Items from a data source
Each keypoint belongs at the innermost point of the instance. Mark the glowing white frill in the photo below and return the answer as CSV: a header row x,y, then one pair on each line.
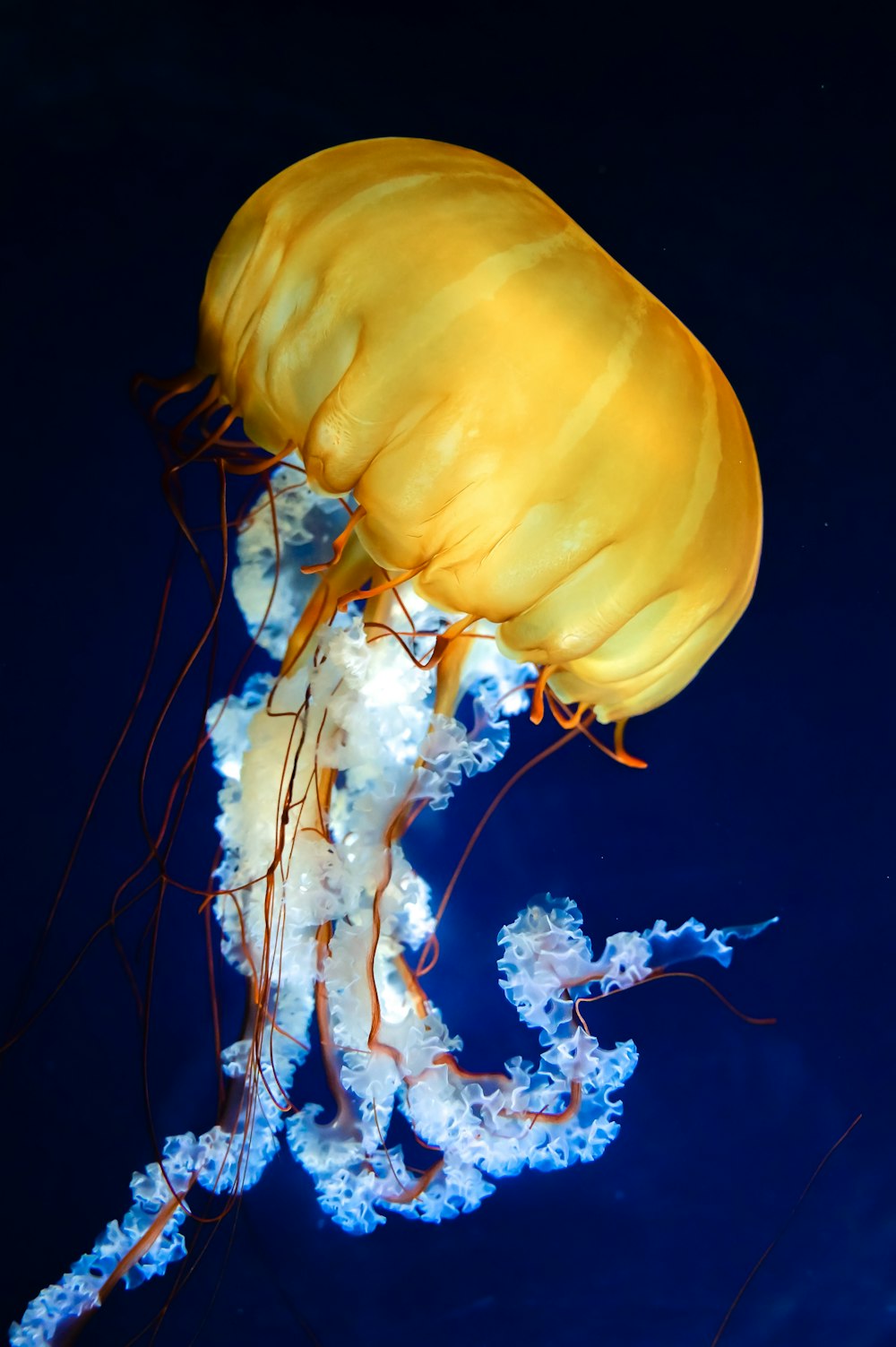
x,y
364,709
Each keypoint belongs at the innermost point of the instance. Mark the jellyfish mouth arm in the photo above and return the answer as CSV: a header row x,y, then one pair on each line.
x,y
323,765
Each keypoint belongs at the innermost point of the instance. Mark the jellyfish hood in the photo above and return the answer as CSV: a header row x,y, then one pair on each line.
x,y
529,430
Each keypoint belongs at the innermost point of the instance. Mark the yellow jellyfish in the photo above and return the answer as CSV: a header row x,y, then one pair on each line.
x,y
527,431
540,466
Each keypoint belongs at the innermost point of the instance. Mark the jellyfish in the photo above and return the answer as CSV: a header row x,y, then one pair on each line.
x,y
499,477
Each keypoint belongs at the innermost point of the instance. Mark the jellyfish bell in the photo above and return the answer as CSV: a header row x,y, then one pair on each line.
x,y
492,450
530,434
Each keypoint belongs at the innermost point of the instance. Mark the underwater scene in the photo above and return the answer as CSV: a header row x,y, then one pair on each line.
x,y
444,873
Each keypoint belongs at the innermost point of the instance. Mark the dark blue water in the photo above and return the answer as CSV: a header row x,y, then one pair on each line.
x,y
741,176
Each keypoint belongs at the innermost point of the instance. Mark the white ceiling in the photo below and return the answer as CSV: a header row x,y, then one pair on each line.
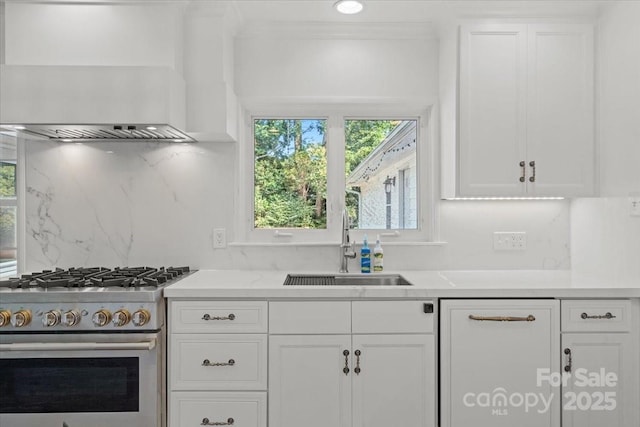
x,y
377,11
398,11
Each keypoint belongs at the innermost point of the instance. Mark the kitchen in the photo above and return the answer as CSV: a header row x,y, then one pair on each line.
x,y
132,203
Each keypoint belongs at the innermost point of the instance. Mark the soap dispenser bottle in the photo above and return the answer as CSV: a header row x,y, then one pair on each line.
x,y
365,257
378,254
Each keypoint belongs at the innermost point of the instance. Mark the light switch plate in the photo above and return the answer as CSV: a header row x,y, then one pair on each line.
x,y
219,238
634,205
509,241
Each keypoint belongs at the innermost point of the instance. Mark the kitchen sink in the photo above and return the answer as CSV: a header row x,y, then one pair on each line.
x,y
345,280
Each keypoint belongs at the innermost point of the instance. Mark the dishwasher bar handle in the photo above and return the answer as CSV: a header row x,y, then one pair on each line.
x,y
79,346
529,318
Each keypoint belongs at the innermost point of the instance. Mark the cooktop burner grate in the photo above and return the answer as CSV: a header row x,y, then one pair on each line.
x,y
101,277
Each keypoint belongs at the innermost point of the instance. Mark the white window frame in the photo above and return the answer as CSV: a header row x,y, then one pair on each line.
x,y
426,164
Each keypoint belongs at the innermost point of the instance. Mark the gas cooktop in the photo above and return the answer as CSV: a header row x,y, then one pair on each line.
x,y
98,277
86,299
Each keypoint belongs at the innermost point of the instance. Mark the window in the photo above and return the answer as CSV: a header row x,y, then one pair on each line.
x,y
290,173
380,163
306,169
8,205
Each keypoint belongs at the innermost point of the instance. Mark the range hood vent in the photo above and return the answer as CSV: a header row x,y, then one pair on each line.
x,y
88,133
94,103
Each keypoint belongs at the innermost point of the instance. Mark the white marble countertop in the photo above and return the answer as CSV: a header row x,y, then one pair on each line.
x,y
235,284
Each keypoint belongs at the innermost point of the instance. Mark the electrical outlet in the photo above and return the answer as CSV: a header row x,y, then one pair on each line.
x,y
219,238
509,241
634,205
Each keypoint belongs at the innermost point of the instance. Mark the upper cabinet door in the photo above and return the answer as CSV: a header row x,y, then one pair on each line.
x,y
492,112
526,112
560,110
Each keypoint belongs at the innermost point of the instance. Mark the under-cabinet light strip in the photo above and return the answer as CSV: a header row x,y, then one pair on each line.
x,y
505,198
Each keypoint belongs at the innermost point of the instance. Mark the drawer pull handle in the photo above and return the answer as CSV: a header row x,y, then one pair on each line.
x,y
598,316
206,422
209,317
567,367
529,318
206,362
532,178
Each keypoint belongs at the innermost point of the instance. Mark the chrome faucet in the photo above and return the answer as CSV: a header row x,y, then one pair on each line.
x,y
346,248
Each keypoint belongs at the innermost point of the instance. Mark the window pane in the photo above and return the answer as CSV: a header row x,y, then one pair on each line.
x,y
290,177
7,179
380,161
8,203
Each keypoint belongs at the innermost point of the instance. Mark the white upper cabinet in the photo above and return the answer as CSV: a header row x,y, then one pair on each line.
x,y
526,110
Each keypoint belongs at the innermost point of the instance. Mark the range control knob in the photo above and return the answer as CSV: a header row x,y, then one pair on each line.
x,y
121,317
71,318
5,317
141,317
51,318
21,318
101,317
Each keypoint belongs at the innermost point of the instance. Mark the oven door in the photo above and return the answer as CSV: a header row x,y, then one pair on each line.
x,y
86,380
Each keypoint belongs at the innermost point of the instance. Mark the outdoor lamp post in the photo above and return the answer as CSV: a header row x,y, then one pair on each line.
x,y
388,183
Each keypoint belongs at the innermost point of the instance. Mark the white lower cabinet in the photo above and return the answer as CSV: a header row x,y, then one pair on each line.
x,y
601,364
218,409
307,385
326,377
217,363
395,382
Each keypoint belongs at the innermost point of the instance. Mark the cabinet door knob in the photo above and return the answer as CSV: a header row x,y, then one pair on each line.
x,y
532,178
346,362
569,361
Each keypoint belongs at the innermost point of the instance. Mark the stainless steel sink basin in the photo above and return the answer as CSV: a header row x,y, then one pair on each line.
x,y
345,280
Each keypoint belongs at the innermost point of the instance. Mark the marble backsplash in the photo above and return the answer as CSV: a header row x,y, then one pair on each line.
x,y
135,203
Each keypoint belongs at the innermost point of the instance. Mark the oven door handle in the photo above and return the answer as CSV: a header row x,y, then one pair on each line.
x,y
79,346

Task details >> Copy every entry exactly, leaving out the pictures.

Answer to the exercise >>
Each keypoint belongs at the innermost point of the instance. Mark the glowing white frill in the photo below and return the answer as CSV: a header row x,y, then one pair on each line.
x,y
364,709
Each keypoint belongs at the innermost point of the instance. Mark the jellyfish mouth arm in the photo above and return the answer as CSV: a header row x,y, then one pair on each line.
x,y
323,765
Each keypoint belongs at the innermost point of the instance. Mark the jellyfish hood in the photo above and return the answer as CSV: a header row x,y, then one pair on each line.
x,y
529,430
Each keypoint belongs at the innermost point of the instance. Mark the yellow jellyfish in the photo above and return the answer as CSV: a header row x,y, then one pair on each line.
x,y
527,431
540,466
Each keypoint belongs at the innermost point of the instance. Mark the jellyfish in the photo above and return the answer as CSV: a header row x,y, then one pair on each line.
x,y
499,477
Each keypoint belongs at the innermost point of the instance. Mark the jellyfish bell in the photo above and return the answer as CSV: a header row x,y, then one pair on each line.
x,y
492,450
530,434
Each keypoint belongs at the innermost point of the instance. Mark the underwater scene in the photo above and return the answer as CSV: a header row x,y, then one pair on each line.
x,y
444,873
Each keypoint belongs at the innermost point of the instance. Mark the dark blue water in the photo above and return the answer as CSV: a header row x,y, then one pair on each line.
x,y
741,176
Each keypoint belongs at the innermost point of the instance. Mark the white ceiling in the photo below and return the answer as CSV: a header row x,y, then one pair on each line.
x,y
377,11
398,11
Each keypoint belongs at the innermost point of the instance. Mark the kitchen in the photo above and return the answer as CSV: a header row x,y, then one pair on each line.
x,y
132,203
Each keypoint belongs at the innermost point of the instance. Mark the soap dispenser bottle in the photo above and return the answer as CSV: a header row x,y, then one pair on each line.
x,y
365,257
378,254
Each keypoint belongs at the innermost point of the instance. Mark the light switch plate in the photo above and return the answer as CSV: a header row x,y, then one pair on each line.
x,y
219,238
634,205
509,241
Each keypoint belongs at the innermost point of the instance. Mark the kitchen sink in the photo above and return the answer as CSV: a header row x,y, then one pair on each line.
x,y
345,280
Each keypoint belongs at the innermost point of the instance. Mark the dishwasher bar handle in the photo above and return the answer as CSV: a header row x,y, then one pair on each line.
x,y
79,346
529,318
Each keypoint belongs at the innermost point of the instance. Mark the cooktop burner grate in the photo above and return the answer as CSV: a header row x,y, then one pair on each line.
x,y
101,277
Each keypoint belongs at the innermost point of the instance. Mark the white window frame in the photo above and return the answer as CSV: a header row x,y, then one pair on each line.
x,y
426,164
Each keypoint belongs at the innermost point of the instance. Mark the gas cooktop in the photo above and return the answer as CSV: a header row x,y, then one pair on each line.
x,y
98,277
86,299
Each keypoint belongs at the innermost point of the instance. Mark the window in the photo above and return the answer as CSV: a header row x,y, then one pair on each line.
x,y
290,173
380,163
306,169
8,205
Each keypoint belongs at the innermost point of the instance. Mark the range hood vent in the photo above and return the answer as CSV: a header row x,y, then one pair on each line.
x,y
88,133
94,103
Each keypoint belongs at the innermost point of the instance. Mark the white marble countertop in the photo above and return the answer as CSV: a header row x,y, then one pair on each line.
x,y
235,284
Each keypoint belongs at the innermost point of the instance. Mark the electrical outlet in the photo above and return the answer as CSV: a header row x,y, then one pair on each line.
x,y
219,238
509,241
634,205
Each keypoint belongs at the innermost point of the instance. Mark the upper cabinet door in the photo above and return the answer as CSV: a header row x,y, then one pair on each line.
x,y
492,112
526,112
560,110
Each keypoint belongs at the innermost point of the instance. Mark the under-cabinet light strip in the photo above and return the answer as CSV: a header row x,y, then one pair on each line.
x,y
505,198
Each keypoint belongs at the innermost point of the instance. Mark the drawer pull handle in the photo above and return the answer as CSV: a header row x,y, then one pair on each line.
x,y
598,316
206,422
209,317
567,367
529,318
206,362
532,178
Each keypoint belongs at the innermost point of the instance. Mark the chrome faucet in the photo above and return the answer as CSV: a header row x,y, then one pair on each line.
x,y
346,248
Each keypoint belongs at the innermost point of the instance. Mark the window pane in the photo above and return the answer as CSV: a header row x,y, then one pair on each line.
x,y
290,177
7,179
380,161
8,203
Each keypoint belongs at the innermost point of the instance. Mark the white upper cabinet in the photo above and return the answer as CSV: a header row x,y, then one pair on each line.
x,y
526,110
Each keypoint belongs at the innermost point of the instance. Mark the range control knob in the photo above and return the answer as CSV: a header row x,y, then one pair on each line.
x,y
121,317
71,318
5,317
141,317
51,318
21,318
101,317
Each keypoint belongs at the innermost point of the instance. Mark the oven door in the photo above and return the answer as CSV: a header row x,y, then one pair on each line.
x,y
86,380
Each keypoint belongs at the innermost point of the instance. Mark the outdoor lamp post in the photo above and return the answer as CSV: a header row x,y, then one pair on each line.
x,y
388,183
Each keypoint belongs at the innermost point of the instance. Mark the white lower cabinet in the photo above and return the answer as CSV: a header row x,y, then one pair on each line.
x,y
601,364
218,409
307,385
326,377
217,363
395,382
Each keypoint belongs at the innermost point of the instance. Mark the cabinet door knob in the photo above and return the answer as CSV: a header row x,y, then one pair on each line.
x,y
532,178
346,362
569,361
Each keypoint belongs at the innermost point of the instance. Mark the stainless steel sink basin in the photo above and return the answer as CSV: a header row x,y, then one pair on each line.
x,y
345,280
Each keypoint belongs at the innermost point of the instance. Mark the marble backsplash in the photo above and return the answer as CSV: a header row x,y, then one pair on each line.
x,y
135,203
Each keypoint belongs at the innermost point of the instance. Mark the oven door handle in the photo above and return the answer as CSV: a header row x,y, then one pair on each line.
x,y
79,346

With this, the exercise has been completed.